→ TASK STATEMENT:
Gather each line of the records below that contains the word "moss" and copy it unchanged.
──────── DATASET EXTRACT
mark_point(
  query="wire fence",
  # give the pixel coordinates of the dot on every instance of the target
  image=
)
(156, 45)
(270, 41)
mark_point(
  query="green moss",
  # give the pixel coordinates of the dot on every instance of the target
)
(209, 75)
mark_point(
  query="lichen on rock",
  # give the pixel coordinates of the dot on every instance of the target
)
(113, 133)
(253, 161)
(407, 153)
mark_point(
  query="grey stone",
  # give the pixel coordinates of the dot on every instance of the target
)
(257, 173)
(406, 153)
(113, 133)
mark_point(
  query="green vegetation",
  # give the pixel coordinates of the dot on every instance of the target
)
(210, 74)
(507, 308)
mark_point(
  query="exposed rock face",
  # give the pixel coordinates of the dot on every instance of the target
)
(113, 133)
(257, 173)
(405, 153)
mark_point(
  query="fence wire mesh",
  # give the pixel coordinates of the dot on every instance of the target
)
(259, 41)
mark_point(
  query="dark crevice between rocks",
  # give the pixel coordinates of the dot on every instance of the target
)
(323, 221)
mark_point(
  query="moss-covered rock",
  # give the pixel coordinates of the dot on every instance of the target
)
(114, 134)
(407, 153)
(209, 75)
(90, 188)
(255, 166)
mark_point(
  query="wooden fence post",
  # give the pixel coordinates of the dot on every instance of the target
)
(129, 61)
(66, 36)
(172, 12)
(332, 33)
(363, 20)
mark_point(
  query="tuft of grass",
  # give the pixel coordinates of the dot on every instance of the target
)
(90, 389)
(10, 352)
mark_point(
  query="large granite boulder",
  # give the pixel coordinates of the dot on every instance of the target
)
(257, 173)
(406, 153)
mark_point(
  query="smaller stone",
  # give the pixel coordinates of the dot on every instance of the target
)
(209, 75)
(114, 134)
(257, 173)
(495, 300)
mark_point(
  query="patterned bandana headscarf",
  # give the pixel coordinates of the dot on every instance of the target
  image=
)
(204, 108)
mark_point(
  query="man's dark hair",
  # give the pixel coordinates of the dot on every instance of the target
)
────────────────
→ CORRECT RESULT:
  query="green moss",
  query="moss-covered rock",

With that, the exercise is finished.